A National Institute of Standards and Technology (NIST) reference document is providing some of the clearest guidance from the U.S. government for securing connected medical devices, but may be setting too low a bar for securing wireless communications, according to a security expert.
NIST, working with the University of Minnesota’s Technological Leadership Institute, released a draft Use Case document (PDF) on December 18 to help health care providers “secure their medical devices on an enterprise networks.” However, in the area of communications security, the document suggests the use of WEP (Wired Equivalent Privacy), a legacy wireless security technology that can easily be cracked.
NIST released the draft security use case document and is seeking feedback from the public. The drug infusion pump case study is described as the “first of a series” of similar use cases that will focus on medical device security, NIST wrote.
The draft document presents a technical description of the security challenges that wireless infusion pumps create for enterprises, including threats and vulnerabilities, as well as ways to mitigate those threats.
Wireless infusion pumps present a wide array of challenges, the NIST documents explains. The devices are typically connected to the local network as well as backend servers and electronic health record systems (EHR). The devices are often shipped with hard coded administrator credentials that are intended for both maintenance and clinical use. Many do not tolerate scans by traditional enterprise IT security tools, nor do they offer features for streamlined software upgrades, NIST notes.
As a result, infusion pumps are an easy target both for third parties who connect to them remotely or degraded by malware infections from within the hospital or medical environment.

■ **Instructions**
• A. In the article on medical device security, which legacy wireless security technology does the NIST draft suggest for communications security?
• B. Please continue the article on medical device security from the end of its last sentence.
The listing that comes next has no connection to the article on medical device security.

■ **Given information**
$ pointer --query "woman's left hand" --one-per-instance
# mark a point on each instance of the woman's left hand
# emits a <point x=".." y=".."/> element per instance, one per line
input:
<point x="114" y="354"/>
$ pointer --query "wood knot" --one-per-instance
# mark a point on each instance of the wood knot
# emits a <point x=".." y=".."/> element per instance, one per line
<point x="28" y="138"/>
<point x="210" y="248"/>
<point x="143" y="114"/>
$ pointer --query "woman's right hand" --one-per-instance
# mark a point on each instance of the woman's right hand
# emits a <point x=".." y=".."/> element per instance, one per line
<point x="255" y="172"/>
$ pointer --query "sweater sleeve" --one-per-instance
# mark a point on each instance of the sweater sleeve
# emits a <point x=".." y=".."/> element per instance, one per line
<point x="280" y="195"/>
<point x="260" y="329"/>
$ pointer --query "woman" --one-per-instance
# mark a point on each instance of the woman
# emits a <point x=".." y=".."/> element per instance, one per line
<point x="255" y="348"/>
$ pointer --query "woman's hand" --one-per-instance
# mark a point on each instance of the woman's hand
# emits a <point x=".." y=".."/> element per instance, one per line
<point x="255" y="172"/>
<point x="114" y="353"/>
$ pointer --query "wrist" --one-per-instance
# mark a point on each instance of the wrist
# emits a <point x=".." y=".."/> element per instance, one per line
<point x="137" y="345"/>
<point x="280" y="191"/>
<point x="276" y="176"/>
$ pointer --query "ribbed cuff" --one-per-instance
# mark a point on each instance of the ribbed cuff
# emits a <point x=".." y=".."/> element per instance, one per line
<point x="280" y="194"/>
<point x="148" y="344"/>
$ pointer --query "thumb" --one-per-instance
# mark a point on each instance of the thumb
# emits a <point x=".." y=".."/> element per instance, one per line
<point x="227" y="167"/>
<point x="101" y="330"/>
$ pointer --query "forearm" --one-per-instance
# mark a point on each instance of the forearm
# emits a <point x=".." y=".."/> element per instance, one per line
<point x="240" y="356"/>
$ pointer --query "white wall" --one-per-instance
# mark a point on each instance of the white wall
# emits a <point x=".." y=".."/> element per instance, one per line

■ **Answers for the tasks**
• A. WEP (Wired Equivalent Privacy).

• B.
The security of connected medical devices has been a cause for consternation in recent years, as enterprising hackers have exposed a lack of communications and device security that exposes patient data and could, potentially, interfere with patient care.
The NIST use case document provides guidance on the kinds of security issues medical organizations should look to address with their infusion pumps: from user credentials needed to gain access to the medical network, to the security of wireless access points the pumps connect to, to the use of codes that grant users access to the pump itself.
In a section on threat events, the document outlines possible attacks on wireless infusion pumps, and acceptable mitigations. For example: the use of firewalls and intrusion detection system software is recommended to protect backend assets from compromise. Identity management and multi-factor authentication is recommended as a risk mitigating technology for so-called “brute force” login attacks.
In the case of man in the middle and communications interception attacks, however, the draft document suggests the “implementation of strong encryption measures; WPA and WEP encryption.” That recommendation was already attracting flak from security professionals, who noted that the 16 year-old technology is widely regarded as insecure. In fact, FDA guidance already prohibits the use of WEP in medical devices.
The security of medical devices is a stated goal for the U.S. Food and Drug Administration. That agency issued a public call for ideas for securing medical devices in September. Further, the U.S. Department of Health and Human Services identified the security of mobile and networked medical devices a top priority in 2014. The FDA has also issued guidance to medical device makers and hospitals that use their products to pay more attention to cyber security and the potential for cyber attacks on vulnerable medical instruments.